Please rewrite the records below as a Markdown table with the columns "No." for the row number and "Text" for the line. Cover only the lines from the one with "Practice. Identify the parking" through the end of the records, leaving out blank lines.

INPUT -
########
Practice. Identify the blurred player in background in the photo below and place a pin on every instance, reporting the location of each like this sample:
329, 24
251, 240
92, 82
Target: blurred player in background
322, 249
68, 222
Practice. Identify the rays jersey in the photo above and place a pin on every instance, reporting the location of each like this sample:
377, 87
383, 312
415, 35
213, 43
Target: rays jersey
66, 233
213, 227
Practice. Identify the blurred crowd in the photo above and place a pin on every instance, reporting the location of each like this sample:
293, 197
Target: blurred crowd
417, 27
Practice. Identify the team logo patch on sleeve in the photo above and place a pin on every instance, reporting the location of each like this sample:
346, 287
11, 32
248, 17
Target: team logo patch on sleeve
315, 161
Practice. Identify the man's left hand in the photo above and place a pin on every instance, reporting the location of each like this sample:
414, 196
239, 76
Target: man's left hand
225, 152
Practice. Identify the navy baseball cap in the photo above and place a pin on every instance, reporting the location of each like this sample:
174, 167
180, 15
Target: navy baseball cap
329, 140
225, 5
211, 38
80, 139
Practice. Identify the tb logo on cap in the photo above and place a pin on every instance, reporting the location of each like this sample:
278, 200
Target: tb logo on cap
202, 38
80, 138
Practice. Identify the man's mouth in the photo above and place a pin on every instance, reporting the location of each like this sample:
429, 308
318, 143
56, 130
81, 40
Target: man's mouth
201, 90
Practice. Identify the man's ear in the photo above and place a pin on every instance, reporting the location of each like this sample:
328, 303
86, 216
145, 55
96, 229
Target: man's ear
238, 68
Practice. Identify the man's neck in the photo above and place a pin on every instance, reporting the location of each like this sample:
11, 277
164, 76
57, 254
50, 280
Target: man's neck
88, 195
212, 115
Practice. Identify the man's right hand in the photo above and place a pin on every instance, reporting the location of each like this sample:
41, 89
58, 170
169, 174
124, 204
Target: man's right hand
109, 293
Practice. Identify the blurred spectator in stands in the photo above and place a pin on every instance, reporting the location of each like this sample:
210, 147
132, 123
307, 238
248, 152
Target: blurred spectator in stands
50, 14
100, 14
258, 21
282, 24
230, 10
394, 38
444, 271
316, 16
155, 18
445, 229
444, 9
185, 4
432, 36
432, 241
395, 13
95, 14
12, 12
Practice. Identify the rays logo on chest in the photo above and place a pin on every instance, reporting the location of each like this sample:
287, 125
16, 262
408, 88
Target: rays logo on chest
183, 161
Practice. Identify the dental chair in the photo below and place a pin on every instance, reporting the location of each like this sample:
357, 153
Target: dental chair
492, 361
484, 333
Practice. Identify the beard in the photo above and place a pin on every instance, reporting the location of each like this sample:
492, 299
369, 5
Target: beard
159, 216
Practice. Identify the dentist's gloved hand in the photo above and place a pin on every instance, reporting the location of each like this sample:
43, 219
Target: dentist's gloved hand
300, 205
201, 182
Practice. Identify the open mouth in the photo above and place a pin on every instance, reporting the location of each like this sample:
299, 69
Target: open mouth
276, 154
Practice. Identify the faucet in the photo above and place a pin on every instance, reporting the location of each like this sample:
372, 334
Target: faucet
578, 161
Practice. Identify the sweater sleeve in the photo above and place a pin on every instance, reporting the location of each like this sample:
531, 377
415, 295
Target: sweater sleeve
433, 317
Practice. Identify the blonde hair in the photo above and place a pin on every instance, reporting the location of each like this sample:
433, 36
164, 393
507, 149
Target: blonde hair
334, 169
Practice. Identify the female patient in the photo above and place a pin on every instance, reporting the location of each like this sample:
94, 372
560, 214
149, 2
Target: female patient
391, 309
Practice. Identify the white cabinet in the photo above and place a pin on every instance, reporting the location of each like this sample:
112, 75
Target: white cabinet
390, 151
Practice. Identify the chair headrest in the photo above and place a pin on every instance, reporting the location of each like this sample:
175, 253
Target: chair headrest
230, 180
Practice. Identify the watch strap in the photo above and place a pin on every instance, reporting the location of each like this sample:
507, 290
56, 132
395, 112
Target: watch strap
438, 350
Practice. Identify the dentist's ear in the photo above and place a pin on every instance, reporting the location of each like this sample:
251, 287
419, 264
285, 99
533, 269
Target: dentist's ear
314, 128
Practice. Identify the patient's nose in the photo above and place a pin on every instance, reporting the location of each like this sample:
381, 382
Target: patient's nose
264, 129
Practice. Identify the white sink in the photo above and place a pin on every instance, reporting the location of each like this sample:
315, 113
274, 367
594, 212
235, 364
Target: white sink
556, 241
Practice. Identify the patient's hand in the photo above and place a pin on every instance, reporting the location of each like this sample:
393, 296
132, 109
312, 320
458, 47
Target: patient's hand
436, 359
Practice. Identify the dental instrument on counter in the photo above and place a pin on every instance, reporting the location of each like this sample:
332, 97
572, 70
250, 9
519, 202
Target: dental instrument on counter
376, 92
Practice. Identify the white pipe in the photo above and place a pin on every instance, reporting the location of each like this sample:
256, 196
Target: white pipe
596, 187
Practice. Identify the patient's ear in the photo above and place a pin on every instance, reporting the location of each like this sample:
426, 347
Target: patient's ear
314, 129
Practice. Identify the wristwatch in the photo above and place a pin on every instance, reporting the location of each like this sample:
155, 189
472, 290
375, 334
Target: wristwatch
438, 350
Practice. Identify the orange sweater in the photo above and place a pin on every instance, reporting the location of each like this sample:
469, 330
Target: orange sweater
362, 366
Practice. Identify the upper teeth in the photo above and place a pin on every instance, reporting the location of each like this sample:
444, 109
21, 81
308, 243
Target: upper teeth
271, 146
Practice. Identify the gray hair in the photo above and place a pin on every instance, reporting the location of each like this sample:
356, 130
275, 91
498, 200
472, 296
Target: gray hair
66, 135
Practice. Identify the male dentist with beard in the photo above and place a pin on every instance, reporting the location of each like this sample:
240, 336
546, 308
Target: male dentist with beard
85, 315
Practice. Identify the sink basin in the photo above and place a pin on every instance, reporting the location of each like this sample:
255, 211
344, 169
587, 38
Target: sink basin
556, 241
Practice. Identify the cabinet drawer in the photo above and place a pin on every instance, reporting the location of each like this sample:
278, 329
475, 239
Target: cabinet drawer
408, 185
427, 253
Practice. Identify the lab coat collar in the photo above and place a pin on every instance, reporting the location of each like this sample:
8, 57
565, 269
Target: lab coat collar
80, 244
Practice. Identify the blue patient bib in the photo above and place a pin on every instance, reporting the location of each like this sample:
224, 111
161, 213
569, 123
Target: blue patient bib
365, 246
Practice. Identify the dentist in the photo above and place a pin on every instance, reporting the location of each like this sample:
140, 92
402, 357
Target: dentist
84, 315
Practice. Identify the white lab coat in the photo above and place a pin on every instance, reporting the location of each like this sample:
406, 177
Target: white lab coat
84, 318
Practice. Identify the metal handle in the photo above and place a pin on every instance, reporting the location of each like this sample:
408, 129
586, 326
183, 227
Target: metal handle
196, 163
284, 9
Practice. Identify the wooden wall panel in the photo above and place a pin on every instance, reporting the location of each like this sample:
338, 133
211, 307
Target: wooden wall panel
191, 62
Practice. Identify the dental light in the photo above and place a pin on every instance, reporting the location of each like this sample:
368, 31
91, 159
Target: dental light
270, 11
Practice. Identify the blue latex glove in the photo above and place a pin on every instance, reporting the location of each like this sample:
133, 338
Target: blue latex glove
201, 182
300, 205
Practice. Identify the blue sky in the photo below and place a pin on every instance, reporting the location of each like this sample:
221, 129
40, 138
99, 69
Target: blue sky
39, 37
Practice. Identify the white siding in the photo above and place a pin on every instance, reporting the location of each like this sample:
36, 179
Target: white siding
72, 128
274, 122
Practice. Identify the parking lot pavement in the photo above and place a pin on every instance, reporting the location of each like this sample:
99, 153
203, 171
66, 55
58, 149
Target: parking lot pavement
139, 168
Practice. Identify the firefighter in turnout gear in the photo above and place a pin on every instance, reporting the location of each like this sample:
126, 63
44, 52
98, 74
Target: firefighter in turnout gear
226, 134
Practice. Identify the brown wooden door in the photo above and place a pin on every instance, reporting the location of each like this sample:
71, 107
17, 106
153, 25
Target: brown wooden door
########
COMPLETED TASK -
| No. | Text |
|---|---|
| 1 | Practice. Identify the parking lot pavement in the photo above and place a pin on every instance, reporting the location of each like this sample: |
| 2 | 99, 153 |
| 3 | 203, 171 |
| 4 | 66, 55 |
| 5 | 58, 149 |
| 6 | Target: parking lot pavement |
| 7 | 139, 168 |
| 8 | Practice. Identify the firefighter in turnout gear in the photo above and place a pin on every instance, reporting the location of each like this sample: |
| 9 | 126, 63 |
| 10 | 44, 52 |
| 11 | 98, 74 |
| 12 | Target: firefighter in turnout gear |
| 13 | 226, 134 |
| 14 | Practice. Identify the brown wooden door in the photo above and place a pin on every instance, reporting the location of each like this sample: |
| 15 | 71, 107 |
| 16 | 17, 106 |
| 17 | 153, 25 |
| 18 | Target: brown wooden door |